Document passage:

On the first World Book Night USA, it was surprisingly tough to give books away
- Blog Post by: Laurie Hertzel
- April 24, 2012 - 12:12 PM
Leif Enger ran into trouble when he and his wife, Robin, split up to hand out copies of "A Prayer for Owen Meany" on World Book Night. Robin had no problem at all getting rid of her stack of books, but people on the streets of Aitkin eyed Leif suspiciously. (Things went better when Robin rejoined him.) They distributed the last of their 20 books, Enger said, at a park where weary moms watched toddlers play. The moms were as happy to get a book, he said, as they were to talk to another adult.
Kate DiCamillo had similar difficulties, approaching people at sidewalk tables along Grand Avenue in St. Paul. Some just said, No. One man said, Yeah, World Book Night, I've heard of that. What do you have?
She had Buzz Bissinger's "Friday Night Lights." No thanks, the guy said. I've already read that. What else do you have? Do you have Tim O'Brien's 'The Things They Carried'?
Um, I have "Friday Night Lights," Kate said. (That's how World Book Night works. There were 30 titles given away across the country, but each volunteer got 20 copies of a single title to distribute at random.)
DiCamillo's "Because of Winn-Dixie," and Enger's "Peace Like a River" were among those titles. The authors met up at Magers & Quinn in Minneapolis on Monday night to talk about books, writing, and World Book Night to a crowd of about 100 people celebrating the giveaways. Some in the crowd talked about their own experiences distributing books. Earlier in the day, DiCamillo autographed free copies of "Winn-Dixie" at Common Good Books in St. Paul, for schoolchildren.

Provided data:
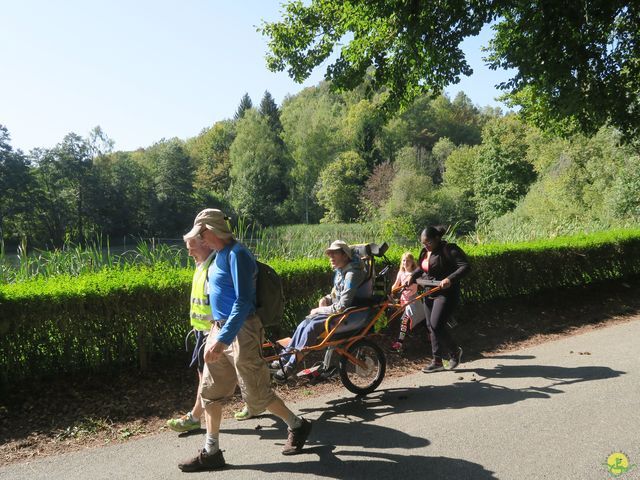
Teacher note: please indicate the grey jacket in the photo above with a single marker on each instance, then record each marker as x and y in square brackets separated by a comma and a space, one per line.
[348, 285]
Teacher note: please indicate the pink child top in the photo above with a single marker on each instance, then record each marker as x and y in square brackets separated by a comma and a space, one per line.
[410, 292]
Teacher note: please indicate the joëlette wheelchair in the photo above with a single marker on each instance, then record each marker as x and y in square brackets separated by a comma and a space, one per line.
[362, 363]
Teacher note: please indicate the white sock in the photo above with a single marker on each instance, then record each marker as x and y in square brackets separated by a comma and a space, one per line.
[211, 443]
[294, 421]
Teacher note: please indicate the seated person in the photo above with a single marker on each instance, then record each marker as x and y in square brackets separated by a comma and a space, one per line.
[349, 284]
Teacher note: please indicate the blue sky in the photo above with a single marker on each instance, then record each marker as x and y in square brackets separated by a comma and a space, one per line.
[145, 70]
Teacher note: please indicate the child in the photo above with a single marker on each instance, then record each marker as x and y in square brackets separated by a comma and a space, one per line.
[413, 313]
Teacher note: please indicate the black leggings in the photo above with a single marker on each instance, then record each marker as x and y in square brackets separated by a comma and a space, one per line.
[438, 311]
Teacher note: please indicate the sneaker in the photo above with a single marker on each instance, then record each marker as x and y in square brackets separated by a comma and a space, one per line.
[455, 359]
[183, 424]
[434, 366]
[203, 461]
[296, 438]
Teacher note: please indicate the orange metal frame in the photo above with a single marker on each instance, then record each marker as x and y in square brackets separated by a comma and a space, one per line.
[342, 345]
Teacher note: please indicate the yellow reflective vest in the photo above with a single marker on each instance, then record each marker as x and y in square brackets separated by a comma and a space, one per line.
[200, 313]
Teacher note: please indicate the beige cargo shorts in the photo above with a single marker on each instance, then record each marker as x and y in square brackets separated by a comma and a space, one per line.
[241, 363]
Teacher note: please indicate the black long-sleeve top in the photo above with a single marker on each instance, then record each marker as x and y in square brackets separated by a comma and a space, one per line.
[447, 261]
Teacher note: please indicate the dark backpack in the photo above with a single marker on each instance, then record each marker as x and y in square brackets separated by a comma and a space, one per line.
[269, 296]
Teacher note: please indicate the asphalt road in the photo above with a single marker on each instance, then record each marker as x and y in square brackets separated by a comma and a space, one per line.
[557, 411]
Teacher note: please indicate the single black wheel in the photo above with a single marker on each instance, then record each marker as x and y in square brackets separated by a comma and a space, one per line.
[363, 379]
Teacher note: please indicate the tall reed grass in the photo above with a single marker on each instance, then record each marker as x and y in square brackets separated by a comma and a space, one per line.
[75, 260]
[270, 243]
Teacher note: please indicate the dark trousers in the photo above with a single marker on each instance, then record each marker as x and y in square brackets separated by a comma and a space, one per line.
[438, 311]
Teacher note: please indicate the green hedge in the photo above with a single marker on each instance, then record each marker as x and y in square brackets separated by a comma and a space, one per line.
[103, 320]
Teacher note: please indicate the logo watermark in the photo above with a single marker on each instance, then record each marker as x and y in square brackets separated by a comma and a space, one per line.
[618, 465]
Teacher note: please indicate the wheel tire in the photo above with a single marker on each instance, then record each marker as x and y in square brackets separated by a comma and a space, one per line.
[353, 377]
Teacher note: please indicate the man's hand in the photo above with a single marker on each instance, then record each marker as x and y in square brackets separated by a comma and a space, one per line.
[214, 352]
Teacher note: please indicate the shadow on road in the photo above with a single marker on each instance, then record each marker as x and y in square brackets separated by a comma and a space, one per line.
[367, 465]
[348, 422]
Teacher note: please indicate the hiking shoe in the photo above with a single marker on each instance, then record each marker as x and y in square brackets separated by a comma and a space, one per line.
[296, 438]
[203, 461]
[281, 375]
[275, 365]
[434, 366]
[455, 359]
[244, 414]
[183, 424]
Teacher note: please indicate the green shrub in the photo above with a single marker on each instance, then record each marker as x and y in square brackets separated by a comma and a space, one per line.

Stated task 1: Report how many lines of the listing contain the string "dark", treating uppercase and lowercase as different, and give only the number.
Stated task 2: Continue the World Book Night post from the point where it stops.
The World Book Night post and the listing come from separate, unrelated sources.

Task output 1: 2

Task output 2:
Across the country, a half-million books were given out by some 20,000 volunteers. World Book Night began last year in the UK and Ireland, and this year spread to the US and Germany. Social media played a big role, with volunteers blogging, tweeting, Storifying, Pinteresting (is that a word?), and Facebooking (is that?) throughout the day.
Some local reports from the World Book Night Minnesota Facebook page:
Lisa Braun Dubbels: All of my copies of I KNOW WHY THE CAGED BIRD SINGS have been handed out at The Bridge for Youth, Simpson Church shelter, and the COOL Youth program at Calvary Church.
Dawn Frederick: All 20 copies + an additional 9 copies have been passed out at Rondo Public Library. A little music by my friend, Chris K, as well as my friends Christine and Dan helped pass out treats to the children during the storytime portion of our event. Our book was Because of Winn-Dixie - and the children (many who are not from the US) liked it lots. :)
Teresa Petersen: All 20 copies of A Prayer for Owen Meany have been distributed at the ice rinks and soccer fields of the National Sports Center!
Props came in handy: Some people made signs, some people brought their children, some (such as me) brought a puppy. My 12-week-old pup, Rosie, and I handed out DiCamillo's "Because of Winn-Dixie" at Como Lake, staking out people with dogs and/or children (because, of course, the book is about a child and a dog). (I also brought my mom. Nobody can look suspicious when they are with a sweet puppy and a smiling white-haired woman.)
It worked well, approaching people and asking if our dogs could meet--a great ice-breaker. And then, as the dogs sniffed each other and the exuberant Rosie jumped on the other dog's head, I offered the dogwalker a book, working the word "free" in as quickly as possible.
Only one person said no, and she had a good reason.
"We already have this book," said a woman who was walking a big, calm white poodle. "In two languages." (English and Spanish.) And she handed it back. But everyone else said yes--the man walking with his two sons, who said he read about World Book Night in the newspaper (and we can only hope it was the Star Tribune); the woman with the black Scottie who had already read the book but said she'd give it to her daughter, a teacher; the swift-walking man who said he used to work at a Winn-Dixie in Alabama.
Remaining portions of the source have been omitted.